Write out the lines without any changes, starting with the line that contains "Please segment every instance of the man's" and going on through the line that contains "313L139 314L139 313ZM162".

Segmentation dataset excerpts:
** Start **

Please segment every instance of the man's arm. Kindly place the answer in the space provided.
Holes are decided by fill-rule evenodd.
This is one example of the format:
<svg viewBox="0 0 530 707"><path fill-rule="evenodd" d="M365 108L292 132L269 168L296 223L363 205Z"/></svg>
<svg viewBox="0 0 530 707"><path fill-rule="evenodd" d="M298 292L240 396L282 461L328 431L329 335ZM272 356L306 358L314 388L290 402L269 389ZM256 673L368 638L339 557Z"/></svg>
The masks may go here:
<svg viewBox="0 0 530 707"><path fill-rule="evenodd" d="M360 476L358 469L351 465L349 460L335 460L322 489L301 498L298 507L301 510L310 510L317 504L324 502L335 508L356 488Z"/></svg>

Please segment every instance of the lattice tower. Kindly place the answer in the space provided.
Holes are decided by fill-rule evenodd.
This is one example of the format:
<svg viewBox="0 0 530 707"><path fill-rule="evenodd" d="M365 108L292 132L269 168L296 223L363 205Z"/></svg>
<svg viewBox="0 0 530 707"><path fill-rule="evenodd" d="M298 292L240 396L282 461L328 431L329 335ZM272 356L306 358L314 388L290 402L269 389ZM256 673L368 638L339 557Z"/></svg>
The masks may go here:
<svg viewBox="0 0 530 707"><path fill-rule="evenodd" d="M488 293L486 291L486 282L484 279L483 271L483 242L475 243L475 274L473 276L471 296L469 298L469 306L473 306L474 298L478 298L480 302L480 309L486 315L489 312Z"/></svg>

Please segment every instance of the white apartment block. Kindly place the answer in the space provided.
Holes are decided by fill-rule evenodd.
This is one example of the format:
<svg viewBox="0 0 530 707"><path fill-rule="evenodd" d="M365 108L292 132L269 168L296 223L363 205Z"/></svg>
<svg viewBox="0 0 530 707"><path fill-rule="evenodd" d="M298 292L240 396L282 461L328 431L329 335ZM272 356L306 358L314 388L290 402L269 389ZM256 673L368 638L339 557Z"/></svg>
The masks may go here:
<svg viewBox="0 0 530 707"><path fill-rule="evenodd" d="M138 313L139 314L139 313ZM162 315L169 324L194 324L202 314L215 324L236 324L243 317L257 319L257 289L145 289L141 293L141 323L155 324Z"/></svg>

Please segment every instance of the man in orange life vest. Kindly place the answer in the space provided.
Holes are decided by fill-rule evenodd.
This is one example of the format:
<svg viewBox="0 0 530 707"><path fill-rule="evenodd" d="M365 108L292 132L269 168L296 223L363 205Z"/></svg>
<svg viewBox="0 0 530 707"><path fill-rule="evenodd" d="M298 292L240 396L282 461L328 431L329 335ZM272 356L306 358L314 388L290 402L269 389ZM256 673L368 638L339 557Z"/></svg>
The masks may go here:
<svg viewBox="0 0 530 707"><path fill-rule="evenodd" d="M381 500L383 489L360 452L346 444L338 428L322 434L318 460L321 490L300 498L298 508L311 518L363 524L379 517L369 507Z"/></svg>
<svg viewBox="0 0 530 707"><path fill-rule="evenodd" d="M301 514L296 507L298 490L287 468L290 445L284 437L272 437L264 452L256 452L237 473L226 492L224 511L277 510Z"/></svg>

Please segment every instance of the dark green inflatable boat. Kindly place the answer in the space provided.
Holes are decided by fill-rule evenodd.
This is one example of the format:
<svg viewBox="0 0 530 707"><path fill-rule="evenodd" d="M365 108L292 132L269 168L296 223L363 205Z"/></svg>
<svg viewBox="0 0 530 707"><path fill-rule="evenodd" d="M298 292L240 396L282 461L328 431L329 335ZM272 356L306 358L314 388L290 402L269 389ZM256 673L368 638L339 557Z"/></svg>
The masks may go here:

** End **
** Start **

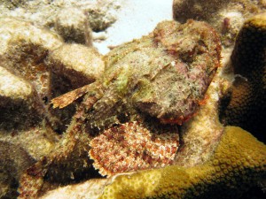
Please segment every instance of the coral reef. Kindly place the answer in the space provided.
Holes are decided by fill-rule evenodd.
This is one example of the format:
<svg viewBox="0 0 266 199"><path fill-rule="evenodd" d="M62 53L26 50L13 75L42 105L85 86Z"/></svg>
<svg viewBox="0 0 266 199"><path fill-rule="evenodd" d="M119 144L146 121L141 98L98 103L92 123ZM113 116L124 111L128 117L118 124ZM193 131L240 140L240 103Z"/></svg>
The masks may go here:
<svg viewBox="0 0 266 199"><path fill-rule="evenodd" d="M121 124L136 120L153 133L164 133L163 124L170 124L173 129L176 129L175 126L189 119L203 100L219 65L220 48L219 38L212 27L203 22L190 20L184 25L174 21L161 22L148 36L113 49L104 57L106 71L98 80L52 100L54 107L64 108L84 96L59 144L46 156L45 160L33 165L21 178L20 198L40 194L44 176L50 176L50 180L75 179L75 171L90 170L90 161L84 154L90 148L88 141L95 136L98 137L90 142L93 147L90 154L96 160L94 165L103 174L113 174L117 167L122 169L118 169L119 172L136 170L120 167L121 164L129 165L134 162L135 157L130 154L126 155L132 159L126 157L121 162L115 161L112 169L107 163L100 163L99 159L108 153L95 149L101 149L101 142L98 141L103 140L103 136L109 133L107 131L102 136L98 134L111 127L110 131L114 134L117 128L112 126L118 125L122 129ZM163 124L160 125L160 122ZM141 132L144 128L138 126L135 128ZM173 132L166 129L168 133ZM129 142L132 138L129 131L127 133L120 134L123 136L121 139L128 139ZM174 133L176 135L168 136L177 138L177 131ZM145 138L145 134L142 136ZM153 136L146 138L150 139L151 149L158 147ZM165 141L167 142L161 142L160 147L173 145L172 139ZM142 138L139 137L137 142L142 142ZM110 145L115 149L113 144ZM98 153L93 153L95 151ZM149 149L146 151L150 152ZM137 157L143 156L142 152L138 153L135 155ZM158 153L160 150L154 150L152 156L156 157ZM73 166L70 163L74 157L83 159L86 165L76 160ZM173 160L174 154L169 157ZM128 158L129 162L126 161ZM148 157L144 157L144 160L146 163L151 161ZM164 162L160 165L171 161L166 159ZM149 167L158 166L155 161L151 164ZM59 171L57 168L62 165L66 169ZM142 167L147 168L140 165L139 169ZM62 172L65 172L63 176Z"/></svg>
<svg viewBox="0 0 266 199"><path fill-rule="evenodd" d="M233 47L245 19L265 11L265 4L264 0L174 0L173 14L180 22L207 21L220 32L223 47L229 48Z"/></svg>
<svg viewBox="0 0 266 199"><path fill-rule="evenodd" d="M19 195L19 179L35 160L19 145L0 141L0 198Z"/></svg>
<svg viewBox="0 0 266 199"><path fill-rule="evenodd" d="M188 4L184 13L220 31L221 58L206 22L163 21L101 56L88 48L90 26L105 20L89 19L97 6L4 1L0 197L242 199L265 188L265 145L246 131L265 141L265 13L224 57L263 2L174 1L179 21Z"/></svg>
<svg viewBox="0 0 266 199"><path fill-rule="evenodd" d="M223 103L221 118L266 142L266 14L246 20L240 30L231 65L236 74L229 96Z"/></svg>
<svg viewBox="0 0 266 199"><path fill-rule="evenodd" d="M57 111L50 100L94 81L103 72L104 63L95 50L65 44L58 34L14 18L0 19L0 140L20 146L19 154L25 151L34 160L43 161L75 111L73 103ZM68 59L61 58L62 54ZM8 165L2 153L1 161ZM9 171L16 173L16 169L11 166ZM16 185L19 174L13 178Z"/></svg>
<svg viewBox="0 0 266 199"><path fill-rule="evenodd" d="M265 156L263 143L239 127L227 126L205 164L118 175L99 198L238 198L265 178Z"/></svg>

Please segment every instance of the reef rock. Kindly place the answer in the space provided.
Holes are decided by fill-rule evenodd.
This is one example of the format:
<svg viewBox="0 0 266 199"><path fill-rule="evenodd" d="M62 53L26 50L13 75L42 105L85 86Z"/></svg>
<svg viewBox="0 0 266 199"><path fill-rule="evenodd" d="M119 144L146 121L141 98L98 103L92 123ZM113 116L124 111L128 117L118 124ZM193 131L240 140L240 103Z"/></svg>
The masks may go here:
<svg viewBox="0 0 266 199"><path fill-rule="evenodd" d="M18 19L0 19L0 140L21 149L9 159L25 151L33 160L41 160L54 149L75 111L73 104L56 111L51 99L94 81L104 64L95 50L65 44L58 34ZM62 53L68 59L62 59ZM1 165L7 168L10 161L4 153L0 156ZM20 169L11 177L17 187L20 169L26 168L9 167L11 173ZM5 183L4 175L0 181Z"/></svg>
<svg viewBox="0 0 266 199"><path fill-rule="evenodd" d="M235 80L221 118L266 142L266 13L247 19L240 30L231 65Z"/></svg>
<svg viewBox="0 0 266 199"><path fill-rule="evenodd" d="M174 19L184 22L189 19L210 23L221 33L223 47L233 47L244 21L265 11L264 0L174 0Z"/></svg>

** End **
** Start **

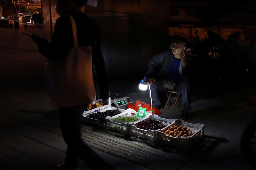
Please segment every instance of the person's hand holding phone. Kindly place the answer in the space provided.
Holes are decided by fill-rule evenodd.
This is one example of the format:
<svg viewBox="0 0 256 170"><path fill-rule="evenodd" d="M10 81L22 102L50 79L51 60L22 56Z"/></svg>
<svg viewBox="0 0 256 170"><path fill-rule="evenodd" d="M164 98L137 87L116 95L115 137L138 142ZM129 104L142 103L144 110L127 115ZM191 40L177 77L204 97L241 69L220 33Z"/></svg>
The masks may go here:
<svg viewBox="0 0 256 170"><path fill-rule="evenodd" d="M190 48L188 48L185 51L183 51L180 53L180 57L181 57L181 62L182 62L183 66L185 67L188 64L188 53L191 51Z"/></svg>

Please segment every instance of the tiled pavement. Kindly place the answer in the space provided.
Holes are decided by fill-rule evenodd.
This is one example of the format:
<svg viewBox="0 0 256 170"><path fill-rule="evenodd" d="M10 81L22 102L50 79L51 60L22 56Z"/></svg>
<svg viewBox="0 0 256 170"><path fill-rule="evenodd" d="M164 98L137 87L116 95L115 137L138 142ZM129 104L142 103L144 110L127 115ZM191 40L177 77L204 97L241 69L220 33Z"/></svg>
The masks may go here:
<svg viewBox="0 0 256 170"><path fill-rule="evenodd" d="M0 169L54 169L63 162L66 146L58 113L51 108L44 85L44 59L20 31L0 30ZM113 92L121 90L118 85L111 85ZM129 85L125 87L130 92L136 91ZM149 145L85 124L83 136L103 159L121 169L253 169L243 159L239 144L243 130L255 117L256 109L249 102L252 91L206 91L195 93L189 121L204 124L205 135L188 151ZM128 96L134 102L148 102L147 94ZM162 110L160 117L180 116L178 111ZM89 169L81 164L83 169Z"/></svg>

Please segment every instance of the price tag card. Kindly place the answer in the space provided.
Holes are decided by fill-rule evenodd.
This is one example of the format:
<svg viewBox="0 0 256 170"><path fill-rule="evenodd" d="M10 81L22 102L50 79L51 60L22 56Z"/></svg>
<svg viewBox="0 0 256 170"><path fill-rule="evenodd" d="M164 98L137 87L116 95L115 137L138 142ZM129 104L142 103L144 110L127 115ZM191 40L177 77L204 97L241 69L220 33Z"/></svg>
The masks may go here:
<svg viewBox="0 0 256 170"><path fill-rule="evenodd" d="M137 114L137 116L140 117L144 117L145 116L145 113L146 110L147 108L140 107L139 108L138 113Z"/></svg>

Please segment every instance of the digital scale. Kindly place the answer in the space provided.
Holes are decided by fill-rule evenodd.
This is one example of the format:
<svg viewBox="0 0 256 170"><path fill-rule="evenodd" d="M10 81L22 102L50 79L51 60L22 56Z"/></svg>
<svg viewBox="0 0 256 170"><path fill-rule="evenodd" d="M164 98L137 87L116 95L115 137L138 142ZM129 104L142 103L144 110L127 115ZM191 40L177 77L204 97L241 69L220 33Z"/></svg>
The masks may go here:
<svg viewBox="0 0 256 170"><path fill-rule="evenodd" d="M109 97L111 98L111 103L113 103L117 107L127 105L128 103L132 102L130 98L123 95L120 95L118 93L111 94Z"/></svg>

** End **

Expected answer.
Please segment every instance of the man's arm. Kindly place the answer in the space provided.
Holes are decided by fill-rule evenodd.
This is one example of the format:
<svg viewBox="0 0 530 707"><path fill-rule="evenodd" d="M365 108L292 132L269 168L296 223L363 205Z"/></svg>
<svg viewBox="0 0 530 707"><path fill-rule="evenodd" d="M298 292L240 396L282 461L328 431L329 335ZM272 356L306 358L314 388L290 402L269 389ZM256 673L368 638L339 557Z"/></svg>
The masks may go here:
<svg viewBox="0 0 530 707"><path fill-rule="evenodd" d="M360 476L358 469L351 465L349 460L335 460L322 489L301 498L298 507L301 510L310 510L317 504L324 502L335 508L356 488Z"/></svg>

Please segment every instance of the lattice tower. Kindly place the answer in the space provided.
Holes are decided by fill-rule evenodd.
This is one example of the format:
<svg viewBox="0 0 530 707"><path fill-rule="evenodd" d="M365 108L292 132L269 168L296 223L363 205Z"/></svg>
<svg viewBox="0 0 530 707"><path fill-rule="evenodd" d="M298 292L240 396L282 461L328 431L329 335ZM272 356L306 358L314 388L290 402L269 389ZM256 673L368 638L339 557Z"/></svg>
The masks may go here:
<svg viewBox="0 0 530 707"><path fill-rule="evenodd" d="M488 293L486 291L486 282L484 279L483 271L483 242L475 243L475 274L473 276L471 296L469 298L469 306L473 306L474 298L478 298L480 302L480 309L486 315L489 312Z"/></svg>

Please segment every instance of the white apartment block. Kindly place the answer in the space provided.
Holes are decided by fill-rule evenodd.
This is one example of the format:
<svg viewBox="0 0 530 707"><path fill-rule="evenodd" d="M365 108L292 132L269 168L296 223L363 205Z"/></svg>
<svg viewBox="0 0 530 707"><path fill-rule="evenodd" d="M298 292L240 396L282 461L328 431L329 335ZM272 356L306 358L314 388L290 402L269 389ZM256 673L368 638L339 557Z"/></svg>
The masks may go here:
<svg viewBox="0 0 530 707"><path fill-rule="evenodd" d="M138 313L139 314L139 313ZM162 315L169 324L194 324L202 314L215 324L236 324L243 317L257 319L257 289L145 289L141 293L141 323L155 324Z"/></svg>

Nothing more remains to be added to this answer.